Directions ▸
Gather each line of the material below that contains the string "hazy" and copy those lines out.

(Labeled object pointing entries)
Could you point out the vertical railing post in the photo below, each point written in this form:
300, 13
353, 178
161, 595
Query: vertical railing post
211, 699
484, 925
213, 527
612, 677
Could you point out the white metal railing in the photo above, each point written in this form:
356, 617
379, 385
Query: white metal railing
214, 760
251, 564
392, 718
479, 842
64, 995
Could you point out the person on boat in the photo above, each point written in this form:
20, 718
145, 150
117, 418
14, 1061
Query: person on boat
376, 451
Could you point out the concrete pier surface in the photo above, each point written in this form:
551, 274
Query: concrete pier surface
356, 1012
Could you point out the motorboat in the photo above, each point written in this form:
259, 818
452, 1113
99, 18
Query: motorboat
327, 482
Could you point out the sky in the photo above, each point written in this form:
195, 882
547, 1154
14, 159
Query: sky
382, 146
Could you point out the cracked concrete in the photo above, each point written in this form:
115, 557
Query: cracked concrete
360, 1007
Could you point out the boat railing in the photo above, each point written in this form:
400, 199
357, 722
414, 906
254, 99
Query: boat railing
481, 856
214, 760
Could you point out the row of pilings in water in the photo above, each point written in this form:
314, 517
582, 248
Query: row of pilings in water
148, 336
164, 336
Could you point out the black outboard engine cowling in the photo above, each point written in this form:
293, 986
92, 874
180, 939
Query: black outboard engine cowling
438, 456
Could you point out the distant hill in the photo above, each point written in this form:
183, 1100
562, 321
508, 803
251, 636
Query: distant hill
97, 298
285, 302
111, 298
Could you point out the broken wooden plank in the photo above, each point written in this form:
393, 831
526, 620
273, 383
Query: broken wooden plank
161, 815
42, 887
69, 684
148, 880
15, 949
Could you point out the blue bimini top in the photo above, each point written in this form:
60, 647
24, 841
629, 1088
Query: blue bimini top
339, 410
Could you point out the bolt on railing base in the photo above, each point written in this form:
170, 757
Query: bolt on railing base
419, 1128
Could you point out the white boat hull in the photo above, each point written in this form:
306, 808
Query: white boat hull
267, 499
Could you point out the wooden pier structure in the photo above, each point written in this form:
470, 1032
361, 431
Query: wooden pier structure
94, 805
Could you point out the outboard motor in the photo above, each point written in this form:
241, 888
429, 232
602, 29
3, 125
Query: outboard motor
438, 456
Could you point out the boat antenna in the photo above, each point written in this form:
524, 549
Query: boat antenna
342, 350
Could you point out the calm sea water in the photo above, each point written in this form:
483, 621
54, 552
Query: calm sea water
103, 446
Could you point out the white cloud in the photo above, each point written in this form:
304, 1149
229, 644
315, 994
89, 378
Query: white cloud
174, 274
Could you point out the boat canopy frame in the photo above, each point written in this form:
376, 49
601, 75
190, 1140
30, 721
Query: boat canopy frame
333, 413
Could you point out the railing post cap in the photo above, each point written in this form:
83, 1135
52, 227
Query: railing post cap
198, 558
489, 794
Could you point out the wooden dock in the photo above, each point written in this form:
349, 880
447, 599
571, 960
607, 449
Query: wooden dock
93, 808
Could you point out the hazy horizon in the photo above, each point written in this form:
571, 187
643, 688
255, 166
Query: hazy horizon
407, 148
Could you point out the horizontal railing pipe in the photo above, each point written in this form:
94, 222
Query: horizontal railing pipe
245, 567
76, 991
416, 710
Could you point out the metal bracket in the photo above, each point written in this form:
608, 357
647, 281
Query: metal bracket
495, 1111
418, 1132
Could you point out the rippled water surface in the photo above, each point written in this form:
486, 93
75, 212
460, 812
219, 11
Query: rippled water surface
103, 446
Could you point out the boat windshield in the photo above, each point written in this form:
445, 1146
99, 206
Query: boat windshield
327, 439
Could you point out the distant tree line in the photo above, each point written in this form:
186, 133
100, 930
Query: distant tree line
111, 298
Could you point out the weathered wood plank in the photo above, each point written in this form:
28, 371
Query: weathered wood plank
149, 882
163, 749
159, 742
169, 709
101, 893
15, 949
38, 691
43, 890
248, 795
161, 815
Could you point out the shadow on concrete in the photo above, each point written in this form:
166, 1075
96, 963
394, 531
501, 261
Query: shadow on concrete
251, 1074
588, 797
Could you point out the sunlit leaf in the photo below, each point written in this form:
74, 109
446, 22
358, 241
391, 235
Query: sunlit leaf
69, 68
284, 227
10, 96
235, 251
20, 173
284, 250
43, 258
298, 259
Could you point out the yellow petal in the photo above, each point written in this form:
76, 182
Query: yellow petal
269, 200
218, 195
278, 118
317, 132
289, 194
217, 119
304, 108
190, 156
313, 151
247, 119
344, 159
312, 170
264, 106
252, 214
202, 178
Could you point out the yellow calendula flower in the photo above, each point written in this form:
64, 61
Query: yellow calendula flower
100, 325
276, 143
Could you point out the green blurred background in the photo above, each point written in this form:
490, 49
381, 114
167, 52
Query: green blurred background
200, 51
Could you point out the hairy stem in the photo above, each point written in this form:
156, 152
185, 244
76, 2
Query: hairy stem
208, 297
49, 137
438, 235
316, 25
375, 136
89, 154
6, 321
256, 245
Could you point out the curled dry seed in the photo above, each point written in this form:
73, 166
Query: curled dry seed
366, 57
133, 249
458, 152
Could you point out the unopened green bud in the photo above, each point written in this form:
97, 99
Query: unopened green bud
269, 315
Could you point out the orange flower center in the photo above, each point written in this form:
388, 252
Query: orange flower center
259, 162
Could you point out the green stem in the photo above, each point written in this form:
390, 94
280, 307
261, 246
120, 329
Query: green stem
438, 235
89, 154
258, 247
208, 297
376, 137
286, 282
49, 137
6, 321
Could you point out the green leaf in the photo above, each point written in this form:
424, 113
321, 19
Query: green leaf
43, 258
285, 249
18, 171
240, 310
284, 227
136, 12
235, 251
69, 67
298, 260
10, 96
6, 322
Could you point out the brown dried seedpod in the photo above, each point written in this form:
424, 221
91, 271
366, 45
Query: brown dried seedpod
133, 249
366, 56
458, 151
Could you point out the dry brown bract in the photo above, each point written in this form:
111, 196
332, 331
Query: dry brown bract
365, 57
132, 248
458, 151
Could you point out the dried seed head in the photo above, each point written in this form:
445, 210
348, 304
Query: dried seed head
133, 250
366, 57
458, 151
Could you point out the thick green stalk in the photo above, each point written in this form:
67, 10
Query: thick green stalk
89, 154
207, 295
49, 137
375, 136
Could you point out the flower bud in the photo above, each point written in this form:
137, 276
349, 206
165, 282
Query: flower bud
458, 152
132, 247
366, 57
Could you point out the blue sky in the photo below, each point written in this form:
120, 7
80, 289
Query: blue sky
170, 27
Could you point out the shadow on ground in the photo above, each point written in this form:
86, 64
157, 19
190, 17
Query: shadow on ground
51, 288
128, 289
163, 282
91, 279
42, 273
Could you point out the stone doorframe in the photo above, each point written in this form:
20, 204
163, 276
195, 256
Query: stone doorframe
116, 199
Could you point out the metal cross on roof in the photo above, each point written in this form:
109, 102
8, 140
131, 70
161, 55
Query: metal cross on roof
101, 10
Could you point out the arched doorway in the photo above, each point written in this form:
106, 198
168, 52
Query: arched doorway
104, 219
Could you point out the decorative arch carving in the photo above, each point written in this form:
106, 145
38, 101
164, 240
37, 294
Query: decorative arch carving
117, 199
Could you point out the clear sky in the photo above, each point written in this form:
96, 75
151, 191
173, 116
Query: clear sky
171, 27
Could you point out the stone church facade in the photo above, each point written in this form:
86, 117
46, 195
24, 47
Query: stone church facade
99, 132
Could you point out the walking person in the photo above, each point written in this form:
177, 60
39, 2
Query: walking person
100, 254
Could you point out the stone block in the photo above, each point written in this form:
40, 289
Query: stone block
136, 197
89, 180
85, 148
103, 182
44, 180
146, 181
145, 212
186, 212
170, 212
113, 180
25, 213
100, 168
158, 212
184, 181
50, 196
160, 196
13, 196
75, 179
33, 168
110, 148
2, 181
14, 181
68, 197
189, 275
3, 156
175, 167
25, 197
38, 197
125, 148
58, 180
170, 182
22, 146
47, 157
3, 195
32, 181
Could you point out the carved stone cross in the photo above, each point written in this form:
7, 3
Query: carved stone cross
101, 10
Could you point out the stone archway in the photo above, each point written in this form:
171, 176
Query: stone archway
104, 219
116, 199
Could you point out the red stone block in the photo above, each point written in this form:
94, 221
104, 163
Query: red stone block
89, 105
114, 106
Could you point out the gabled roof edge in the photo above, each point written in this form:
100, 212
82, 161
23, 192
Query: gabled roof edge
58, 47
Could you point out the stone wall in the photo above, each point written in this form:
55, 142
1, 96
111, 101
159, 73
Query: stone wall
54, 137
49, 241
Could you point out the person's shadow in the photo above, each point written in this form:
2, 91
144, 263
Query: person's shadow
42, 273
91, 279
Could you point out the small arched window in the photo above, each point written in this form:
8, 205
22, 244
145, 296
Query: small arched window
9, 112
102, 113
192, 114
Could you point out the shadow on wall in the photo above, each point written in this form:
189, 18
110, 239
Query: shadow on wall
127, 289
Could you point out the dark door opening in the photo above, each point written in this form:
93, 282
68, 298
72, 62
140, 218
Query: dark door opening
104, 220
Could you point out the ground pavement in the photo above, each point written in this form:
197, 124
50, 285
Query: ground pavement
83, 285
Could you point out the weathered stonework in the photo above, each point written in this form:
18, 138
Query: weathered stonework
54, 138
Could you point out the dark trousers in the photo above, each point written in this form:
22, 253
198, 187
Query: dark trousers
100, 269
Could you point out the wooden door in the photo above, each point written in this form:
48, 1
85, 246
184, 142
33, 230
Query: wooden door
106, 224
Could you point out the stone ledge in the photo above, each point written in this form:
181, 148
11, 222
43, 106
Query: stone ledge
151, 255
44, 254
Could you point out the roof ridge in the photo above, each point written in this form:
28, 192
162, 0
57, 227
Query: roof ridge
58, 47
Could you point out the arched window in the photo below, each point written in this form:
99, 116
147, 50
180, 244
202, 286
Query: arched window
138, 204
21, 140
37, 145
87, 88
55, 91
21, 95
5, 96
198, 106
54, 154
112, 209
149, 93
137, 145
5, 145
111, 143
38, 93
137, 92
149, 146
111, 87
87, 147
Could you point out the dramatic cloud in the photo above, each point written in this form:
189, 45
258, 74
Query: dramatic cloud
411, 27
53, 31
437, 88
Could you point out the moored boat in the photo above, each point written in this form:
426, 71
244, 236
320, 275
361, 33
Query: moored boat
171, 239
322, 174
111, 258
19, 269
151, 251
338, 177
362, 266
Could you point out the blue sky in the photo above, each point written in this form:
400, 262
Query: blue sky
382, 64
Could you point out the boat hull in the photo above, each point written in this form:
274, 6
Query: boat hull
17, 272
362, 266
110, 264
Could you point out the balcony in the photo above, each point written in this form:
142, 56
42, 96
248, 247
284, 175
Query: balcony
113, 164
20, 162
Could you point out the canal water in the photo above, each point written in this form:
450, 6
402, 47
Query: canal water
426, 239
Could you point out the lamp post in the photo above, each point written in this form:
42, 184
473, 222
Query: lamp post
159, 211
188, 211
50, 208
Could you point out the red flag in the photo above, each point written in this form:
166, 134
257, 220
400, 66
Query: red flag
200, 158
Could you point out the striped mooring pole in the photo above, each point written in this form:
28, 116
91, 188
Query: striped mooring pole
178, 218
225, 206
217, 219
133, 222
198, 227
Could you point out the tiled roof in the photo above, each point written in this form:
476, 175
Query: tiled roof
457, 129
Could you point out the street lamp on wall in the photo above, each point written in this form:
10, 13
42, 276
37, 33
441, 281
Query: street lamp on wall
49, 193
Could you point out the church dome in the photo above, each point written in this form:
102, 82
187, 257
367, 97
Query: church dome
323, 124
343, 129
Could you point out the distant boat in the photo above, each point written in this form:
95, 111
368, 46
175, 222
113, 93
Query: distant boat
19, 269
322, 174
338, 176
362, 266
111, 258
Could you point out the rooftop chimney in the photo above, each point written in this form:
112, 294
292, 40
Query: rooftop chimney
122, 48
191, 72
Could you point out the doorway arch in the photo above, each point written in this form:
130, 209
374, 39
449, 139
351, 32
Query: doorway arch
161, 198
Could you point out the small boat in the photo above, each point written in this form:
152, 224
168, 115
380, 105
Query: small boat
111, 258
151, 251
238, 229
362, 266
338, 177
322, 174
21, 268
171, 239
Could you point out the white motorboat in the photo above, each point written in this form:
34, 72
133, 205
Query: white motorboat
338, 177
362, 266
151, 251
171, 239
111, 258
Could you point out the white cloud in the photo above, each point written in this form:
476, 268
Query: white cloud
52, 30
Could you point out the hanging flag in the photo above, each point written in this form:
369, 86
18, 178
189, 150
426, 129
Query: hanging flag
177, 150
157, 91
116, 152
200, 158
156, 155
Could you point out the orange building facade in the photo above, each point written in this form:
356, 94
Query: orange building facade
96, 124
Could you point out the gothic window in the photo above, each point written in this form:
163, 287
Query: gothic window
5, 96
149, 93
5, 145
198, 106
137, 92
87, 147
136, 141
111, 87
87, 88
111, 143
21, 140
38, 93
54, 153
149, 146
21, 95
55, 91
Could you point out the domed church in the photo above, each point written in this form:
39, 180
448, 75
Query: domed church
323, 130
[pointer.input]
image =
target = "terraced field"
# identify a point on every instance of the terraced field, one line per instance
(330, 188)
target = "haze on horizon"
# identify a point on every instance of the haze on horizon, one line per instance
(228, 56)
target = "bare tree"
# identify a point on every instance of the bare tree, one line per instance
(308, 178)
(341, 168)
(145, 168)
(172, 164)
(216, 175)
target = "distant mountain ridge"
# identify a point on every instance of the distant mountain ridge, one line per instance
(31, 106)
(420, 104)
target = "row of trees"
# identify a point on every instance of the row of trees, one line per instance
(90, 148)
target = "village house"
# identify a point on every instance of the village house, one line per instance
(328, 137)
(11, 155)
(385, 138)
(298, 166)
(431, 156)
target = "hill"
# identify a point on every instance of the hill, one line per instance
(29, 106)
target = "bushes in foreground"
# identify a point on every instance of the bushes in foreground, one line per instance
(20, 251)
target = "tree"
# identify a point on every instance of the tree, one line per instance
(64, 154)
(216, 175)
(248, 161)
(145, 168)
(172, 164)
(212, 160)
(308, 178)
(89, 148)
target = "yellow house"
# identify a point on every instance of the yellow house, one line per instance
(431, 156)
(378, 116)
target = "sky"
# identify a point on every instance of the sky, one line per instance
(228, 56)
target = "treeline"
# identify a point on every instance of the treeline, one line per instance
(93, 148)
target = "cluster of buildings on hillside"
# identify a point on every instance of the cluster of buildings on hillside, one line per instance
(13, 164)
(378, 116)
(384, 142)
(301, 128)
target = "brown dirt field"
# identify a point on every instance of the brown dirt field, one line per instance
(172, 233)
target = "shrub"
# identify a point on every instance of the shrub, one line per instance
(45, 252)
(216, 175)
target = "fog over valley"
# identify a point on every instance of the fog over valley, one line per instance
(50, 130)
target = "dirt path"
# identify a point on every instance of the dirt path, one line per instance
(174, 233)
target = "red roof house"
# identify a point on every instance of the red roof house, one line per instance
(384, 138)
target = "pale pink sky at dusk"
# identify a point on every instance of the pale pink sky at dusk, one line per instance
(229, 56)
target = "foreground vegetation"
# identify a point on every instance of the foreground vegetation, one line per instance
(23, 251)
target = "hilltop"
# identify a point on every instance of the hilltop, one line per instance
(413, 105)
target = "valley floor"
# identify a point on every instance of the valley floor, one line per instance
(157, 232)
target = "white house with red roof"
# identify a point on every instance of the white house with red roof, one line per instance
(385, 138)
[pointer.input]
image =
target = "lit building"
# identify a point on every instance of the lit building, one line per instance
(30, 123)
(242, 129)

Answer to this problem ▸
Could you point out the hazy horizon in the photo above, each point written in this form:
Query: hazy horizon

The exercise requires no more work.